◆ SOURCE DATA
^^^^^^^^
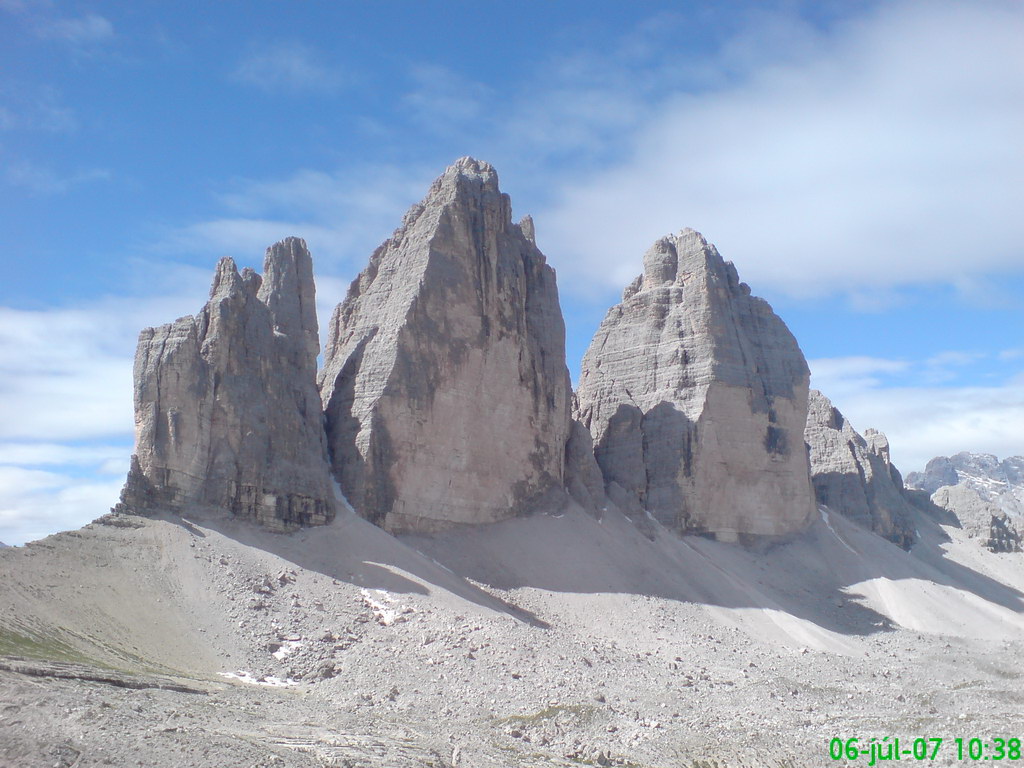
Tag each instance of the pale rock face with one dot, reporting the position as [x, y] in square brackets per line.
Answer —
^^^^^^^^
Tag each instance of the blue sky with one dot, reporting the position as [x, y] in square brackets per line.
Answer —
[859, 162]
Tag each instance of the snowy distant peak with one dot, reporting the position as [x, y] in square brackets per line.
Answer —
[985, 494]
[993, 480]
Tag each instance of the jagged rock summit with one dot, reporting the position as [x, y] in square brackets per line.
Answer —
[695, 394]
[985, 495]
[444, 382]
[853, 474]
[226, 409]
^^^^^^^^
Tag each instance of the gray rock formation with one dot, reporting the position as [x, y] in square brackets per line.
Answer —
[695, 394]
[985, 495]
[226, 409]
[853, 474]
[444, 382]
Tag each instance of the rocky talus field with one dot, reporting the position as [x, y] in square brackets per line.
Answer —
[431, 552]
^^^^^^^^
◆ TASK DESCRIPTION
Return, in full, every line from the items above in which the word "each" appears.

◆ REPLY TO THE TASK
Tag each instance of the pale rock face with one dot, reporting the position as [x, y] in square brackets per line.
Tag each instance of the blue sky with one dot, reporting the position as [x, y] in square brackets per line.
Tag each instance of the snowy distant peak with one dot, reporting the position as [x, y] in square brackets per line.
Tag each instance of the jagged rock summit with one dot, reporting the position as [x, y] in square brackets per line.
Tag each instance of the gray rock formation with one dot, reporting the position as [x, y] in square brackets per line.
Tag each instance of the rocky talus field with one dot, reporting the position as [x, y] in square brackets per line.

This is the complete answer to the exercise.